### What to work on
1) In the article on borrower loan portals, what do many of these portals offer?
2) Write the next paragraph of the article on borrower loan portals, picking up after its final sentence.

With fee income down, innovative ways to increase revenue from existing borrowers can drive growth in 2021 and beyond

Many financial institutions are looking for new sources of revenue now that the red hot mortgage refinancing market is flattening and the economy is turning the corner. With fee income expected to drop considerably, enriching the digital experience for existing customers through customer loan portals can increase income - and boost customer loyalty. 1As mortgage refis and PPP applications spiked to provide much needed income, non-mortgage lending overall slowed during 2020.  Consumers are beginning to stabilize their finances, and pent up demand for other types of credit may help banks avoid the roller coaster ride down from mortgage refi and PPP income peaks.  Expanding offerings for existing borrowers through full-featured borrower loan portals can help smooth out otherwise lumpy revenues.

Borrower loan portals as a primary cross-sell channel

Many borrower loan portals only offer basic payment information and a place to see and download statements.  Making a monthly payment may be one of a few times customers visit an FI's website - not to explore options or deepen their relationship with the FI - but to simply make a payment.  

Imagine if we could drive income and deepen customer loyalty through these simple interactions. With a few in-browser questions, banks can learn what their borrowers need - like looking to lower a loan payment - and tailor the experience to strengthen relationships and increase retention.

### Supplied data
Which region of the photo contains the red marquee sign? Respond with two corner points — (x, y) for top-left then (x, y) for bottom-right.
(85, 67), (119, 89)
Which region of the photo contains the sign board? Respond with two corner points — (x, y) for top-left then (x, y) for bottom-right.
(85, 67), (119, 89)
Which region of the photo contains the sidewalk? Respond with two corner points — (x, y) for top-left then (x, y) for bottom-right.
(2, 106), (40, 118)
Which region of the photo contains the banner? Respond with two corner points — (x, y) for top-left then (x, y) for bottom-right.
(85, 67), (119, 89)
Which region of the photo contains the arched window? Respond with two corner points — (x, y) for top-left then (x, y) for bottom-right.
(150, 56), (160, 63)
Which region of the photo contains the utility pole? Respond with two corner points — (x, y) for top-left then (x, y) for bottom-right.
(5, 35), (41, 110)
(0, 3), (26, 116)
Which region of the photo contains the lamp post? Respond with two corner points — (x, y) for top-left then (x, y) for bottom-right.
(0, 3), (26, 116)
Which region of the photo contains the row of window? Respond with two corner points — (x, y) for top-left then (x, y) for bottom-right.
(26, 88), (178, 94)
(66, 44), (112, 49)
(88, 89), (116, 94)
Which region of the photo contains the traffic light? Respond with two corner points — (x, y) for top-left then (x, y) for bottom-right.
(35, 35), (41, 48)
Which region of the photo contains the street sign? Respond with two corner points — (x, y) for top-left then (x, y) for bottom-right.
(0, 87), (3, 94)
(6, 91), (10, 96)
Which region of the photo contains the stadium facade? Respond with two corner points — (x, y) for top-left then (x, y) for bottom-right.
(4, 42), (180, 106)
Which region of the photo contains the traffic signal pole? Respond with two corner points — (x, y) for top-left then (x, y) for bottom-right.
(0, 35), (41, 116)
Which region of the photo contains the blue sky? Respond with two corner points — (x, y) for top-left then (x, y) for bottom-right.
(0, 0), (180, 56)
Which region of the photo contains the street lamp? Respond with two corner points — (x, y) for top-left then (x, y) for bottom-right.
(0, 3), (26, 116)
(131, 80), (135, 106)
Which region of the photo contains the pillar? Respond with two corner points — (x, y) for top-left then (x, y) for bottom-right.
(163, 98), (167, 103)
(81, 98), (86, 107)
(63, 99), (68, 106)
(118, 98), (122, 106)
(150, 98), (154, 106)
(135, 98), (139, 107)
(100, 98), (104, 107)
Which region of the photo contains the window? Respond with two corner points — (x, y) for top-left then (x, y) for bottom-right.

---

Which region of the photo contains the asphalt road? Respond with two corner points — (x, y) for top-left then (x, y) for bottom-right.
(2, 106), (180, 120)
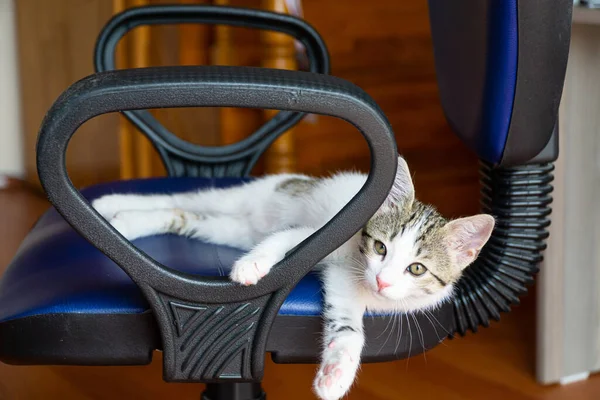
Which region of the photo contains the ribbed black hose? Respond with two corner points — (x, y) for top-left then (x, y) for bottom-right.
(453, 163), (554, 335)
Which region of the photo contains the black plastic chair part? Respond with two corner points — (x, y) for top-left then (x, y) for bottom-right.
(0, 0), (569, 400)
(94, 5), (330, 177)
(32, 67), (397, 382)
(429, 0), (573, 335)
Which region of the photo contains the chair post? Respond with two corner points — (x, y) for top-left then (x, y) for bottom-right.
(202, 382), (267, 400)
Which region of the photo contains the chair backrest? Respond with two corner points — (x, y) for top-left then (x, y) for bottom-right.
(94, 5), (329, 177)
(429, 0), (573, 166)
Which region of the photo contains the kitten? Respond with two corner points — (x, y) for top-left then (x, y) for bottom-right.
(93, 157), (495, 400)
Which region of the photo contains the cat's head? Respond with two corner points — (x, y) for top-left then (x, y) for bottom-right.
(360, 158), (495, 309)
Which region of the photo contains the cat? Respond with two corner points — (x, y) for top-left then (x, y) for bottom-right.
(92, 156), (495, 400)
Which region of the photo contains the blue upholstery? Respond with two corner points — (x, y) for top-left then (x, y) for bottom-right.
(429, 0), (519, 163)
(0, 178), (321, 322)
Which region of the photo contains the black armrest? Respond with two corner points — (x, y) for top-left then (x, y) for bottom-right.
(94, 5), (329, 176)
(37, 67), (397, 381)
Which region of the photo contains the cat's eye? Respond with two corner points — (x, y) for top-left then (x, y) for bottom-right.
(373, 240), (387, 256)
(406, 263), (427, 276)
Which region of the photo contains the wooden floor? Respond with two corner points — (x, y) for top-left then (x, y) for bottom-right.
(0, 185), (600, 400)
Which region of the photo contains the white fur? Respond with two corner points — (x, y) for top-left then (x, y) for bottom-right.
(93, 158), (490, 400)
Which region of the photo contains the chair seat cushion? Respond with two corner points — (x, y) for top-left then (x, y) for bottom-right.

---

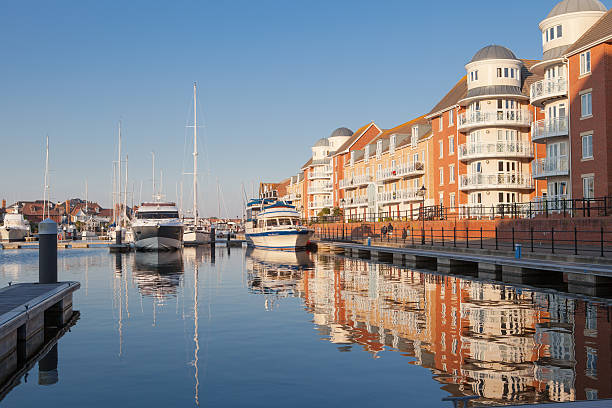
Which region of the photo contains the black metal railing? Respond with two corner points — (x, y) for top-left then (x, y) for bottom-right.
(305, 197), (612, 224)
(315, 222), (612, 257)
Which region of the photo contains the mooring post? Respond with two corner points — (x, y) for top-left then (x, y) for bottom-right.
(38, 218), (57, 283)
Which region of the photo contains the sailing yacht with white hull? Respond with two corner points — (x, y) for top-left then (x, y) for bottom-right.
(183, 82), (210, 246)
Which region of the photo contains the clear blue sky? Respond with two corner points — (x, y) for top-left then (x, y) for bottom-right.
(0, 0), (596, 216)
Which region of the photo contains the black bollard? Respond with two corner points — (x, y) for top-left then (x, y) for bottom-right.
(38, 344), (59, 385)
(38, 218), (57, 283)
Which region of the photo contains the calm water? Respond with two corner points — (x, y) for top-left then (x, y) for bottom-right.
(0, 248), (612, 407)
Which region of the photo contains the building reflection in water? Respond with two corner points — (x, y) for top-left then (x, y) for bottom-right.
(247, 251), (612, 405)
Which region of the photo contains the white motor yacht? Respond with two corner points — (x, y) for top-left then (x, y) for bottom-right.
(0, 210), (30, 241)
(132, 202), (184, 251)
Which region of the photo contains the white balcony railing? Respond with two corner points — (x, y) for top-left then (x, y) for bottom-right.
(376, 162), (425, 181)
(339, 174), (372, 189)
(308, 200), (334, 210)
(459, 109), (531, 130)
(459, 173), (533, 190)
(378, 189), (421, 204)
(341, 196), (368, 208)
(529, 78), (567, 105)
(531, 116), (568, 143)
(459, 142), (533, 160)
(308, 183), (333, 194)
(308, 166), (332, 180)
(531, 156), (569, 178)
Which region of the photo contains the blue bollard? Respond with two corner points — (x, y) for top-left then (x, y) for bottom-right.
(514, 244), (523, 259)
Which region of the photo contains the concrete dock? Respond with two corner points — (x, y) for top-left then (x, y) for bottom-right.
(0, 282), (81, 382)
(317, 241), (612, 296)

### The responses
1) Only basic payment information and a place to see and download statements.

2)
What if the process from there was fully digital and automated for all of these options?  What if a soft credit pull or a connection to open banking provided details of other debt that could be cross-sold to increase the share of wallet?

Pre-qualifications for new products or offers to refinance existing loans at more competitive rates can help middle market FI's retain customers and create a competitive edge over fintechs and large FIs. Loyalty programs like skip-a-pay and recasting existing balances for a fee can help earn trust (and income). And for those customers that need you the most, opening up an embarrassment free, self-service channel to seek help and apply for a hardship relief offer can make all the difference in preserving losses and preventing unnecessary consumer harm.  

Interactive, digital borrower loan portals provide a perfect channel to leverage data to:
  • Upsell, cross-sell and increase revenue
  • Provide automated hardship relief, active duty servicemember, and other benefits
  • Provide planning tools to better manage debt, and
  • Deliver financial literacy and wellness information


But where do you start? 

It’s perfectly reasonable to walk before you run. Digital platforms that are modular and allow you to adopt the solution you need today to grow income and provide hardship relief as the K-shaped economic recovery unfolds is a great place to start.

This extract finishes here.